RECORDED INFORMATION:
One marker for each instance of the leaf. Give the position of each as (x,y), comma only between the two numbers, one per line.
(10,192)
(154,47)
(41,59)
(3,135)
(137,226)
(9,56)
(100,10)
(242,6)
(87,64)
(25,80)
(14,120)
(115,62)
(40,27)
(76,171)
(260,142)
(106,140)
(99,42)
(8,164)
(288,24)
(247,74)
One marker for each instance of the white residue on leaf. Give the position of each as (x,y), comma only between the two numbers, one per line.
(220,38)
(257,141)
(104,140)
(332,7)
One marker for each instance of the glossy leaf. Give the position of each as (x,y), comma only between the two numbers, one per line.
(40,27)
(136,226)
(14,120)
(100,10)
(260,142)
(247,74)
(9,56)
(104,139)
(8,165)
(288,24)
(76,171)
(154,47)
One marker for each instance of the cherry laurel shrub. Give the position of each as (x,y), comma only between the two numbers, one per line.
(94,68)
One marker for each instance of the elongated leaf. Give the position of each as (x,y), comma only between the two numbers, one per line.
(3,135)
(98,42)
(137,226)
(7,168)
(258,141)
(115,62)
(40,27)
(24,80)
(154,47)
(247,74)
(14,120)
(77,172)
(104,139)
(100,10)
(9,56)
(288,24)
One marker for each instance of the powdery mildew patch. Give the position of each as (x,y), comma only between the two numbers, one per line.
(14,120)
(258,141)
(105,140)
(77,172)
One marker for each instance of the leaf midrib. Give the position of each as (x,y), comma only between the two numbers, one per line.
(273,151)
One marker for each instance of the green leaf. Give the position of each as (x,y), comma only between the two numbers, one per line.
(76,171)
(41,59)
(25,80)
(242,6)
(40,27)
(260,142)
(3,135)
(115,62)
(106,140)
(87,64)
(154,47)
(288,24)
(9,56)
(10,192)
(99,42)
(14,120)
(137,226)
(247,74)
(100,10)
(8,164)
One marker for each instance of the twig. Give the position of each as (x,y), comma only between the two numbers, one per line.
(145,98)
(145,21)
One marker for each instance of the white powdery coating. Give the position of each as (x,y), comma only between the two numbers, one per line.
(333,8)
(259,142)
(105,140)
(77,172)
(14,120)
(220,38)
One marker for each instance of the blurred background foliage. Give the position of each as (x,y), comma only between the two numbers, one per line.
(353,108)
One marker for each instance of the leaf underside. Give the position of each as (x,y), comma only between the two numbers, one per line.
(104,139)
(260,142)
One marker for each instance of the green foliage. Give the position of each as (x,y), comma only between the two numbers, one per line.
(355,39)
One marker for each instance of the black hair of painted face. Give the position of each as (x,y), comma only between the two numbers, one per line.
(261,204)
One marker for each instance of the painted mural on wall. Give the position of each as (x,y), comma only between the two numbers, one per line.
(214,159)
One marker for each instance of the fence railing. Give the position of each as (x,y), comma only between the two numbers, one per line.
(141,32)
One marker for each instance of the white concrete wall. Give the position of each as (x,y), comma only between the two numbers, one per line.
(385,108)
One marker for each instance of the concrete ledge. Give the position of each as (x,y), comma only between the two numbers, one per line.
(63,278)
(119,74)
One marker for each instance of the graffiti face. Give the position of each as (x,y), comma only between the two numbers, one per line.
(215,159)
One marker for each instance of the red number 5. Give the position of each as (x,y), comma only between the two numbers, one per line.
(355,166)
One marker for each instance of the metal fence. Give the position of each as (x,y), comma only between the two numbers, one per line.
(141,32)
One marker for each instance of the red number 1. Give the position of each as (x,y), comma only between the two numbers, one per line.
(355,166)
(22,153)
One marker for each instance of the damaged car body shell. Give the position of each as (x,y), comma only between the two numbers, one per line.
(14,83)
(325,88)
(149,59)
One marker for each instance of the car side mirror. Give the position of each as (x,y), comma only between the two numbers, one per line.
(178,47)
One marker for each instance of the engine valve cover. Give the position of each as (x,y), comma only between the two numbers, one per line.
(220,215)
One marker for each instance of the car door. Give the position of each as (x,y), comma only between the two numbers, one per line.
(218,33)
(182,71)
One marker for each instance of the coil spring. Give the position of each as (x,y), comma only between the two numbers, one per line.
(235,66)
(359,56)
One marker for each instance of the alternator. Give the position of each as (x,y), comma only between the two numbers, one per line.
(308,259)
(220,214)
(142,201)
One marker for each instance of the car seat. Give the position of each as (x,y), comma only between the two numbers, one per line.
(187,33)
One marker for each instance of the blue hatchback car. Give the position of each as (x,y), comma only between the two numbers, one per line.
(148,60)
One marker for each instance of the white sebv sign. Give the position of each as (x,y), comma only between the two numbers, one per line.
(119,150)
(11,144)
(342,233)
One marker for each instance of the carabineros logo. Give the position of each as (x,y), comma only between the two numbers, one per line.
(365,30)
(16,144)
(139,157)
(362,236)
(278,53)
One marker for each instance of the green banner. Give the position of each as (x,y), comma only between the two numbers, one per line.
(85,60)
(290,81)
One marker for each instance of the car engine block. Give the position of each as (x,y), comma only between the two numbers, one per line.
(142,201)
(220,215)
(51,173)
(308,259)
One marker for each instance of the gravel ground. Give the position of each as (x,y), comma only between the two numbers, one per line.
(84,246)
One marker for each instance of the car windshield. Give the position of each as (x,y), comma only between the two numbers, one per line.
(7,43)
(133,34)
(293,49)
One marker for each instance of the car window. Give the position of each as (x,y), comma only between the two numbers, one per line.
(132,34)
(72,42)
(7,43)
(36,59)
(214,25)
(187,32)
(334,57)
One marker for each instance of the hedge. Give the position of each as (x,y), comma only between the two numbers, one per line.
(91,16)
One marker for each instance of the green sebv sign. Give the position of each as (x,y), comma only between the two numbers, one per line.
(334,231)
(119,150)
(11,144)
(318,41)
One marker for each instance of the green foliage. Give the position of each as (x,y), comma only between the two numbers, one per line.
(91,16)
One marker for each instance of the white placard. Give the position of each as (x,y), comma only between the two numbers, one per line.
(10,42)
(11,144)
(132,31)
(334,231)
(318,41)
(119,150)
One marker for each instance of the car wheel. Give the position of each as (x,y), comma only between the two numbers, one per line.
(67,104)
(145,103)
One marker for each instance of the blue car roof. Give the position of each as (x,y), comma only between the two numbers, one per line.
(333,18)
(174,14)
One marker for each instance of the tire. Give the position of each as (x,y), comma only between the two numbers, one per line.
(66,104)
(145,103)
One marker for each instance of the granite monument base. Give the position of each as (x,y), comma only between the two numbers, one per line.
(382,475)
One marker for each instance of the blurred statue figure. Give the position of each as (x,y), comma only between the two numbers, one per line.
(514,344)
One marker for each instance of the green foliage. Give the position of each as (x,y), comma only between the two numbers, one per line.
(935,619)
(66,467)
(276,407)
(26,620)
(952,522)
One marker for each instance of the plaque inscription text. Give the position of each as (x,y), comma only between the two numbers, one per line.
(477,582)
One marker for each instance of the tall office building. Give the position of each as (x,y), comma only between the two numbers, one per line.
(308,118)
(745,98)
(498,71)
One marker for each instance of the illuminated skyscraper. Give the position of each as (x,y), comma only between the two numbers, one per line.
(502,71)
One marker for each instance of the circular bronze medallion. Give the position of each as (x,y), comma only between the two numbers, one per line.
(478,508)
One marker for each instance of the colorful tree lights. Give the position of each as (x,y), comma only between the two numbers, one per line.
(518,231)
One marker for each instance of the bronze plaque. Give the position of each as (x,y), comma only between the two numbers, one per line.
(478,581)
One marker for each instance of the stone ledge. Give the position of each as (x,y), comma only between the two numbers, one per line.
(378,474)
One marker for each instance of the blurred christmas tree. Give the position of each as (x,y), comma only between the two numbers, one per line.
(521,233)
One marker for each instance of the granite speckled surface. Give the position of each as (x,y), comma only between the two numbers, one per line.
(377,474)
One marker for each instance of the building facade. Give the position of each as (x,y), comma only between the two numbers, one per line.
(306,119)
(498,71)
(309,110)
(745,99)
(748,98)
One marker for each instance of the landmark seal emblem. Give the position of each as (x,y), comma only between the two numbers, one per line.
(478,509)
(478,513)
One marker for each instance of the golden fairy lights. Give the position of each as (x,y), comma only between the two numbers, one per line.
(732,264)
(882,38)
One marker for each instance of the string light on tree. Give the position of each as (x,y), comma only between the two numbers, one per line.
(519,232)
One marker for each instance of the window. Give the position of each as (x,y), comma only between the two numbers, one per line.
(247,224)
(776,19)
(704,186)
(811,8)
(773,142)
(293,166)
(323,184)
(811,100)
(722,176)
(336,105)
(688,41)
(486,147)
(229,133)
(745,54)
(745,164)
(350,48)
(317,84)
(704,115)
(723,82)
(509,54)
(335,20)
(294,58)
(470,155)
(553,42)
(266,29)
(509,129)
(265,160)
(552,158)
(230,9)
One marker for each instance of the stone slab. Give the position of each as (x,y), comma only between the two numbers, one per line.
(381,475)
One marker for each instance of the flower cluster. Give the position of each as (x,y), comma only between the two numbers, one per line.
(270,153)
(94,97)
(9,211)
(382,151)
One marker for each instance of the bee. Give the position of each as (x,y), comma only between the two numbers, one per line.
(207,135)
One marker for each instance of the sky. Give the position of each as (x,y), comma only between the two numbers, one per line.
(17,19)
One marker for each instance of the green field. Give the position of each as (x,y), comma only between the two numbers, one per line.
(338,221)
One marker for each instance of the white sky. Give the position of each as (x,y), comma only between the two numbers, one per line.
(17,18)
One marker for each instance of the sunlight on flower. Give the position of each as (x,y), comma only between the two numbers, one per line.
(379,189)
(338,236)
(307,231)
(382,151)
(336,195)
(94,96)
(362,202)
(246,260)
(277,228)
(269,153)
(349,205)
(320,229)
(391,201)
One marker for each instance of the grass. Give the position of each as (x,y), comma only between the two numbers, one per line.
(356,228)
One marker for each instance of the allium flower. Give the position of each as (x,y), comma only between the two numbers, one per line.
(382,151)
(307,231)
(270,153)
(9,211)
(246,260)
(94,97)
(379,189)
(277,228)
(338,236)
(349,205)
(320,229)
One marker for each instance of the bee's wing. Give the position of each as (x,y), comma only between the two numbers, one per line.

WHAT YOU NEED TO DO: Repeat the rows above without any change, from the line that contains "One marker for each instance of the flower" down through the very last line.

WRITTEN ANSWER:
One marker for each instance of the flower cluster. Give the position of each as (x,y), comma only between the two numbers, one per line.
(270,153)
(94,97)
(9,211)
(382,151)
One marker for each instance of the bee. Give the position of each as (x,y), comma only between the two numbers, one per line.
(207,135)
One marker for each instance of the sky. Give the position of each as (x,y), comma only between the two numbers, one per line.
(17,19)
One marker for each instance of the green field. Give the position of each as (x,y), comma only between the two numbers, one per line.
(338,221)
One marker for each instance of the white sky. Give the position of each as (x,y), comma only between the two numbers, one per line.
(17,18)
One marker for each instance of the sunlight on flower. Give the position of each as (x,y), comma only between the two numbers, one per line.
(379,189)
(338,236)
(307,231)
(382,151)
(336,195)
(94,96)
(362,202)
(246,260)
(277,228)
(269,153)
(349,205)
(320,229)
(391,201)
One marker for each instance of the grass. Give the position of each as (x,y), comma only between the two numbers, one per line.
(356,228)
One marker for each instance of the allium flower. Give the position of each as (x,y), comma only between the two numbers, one per line.
(382,151)
(307,231)
(270,153)
(9,211)
(246,260)
(94,97)
(379,189)
(277,228)
(338,236)
(349,205)
(320,229)
One marker for each instance of the bee's wing. Give the position of each as (x,y), comma only between the two numbers, one per line.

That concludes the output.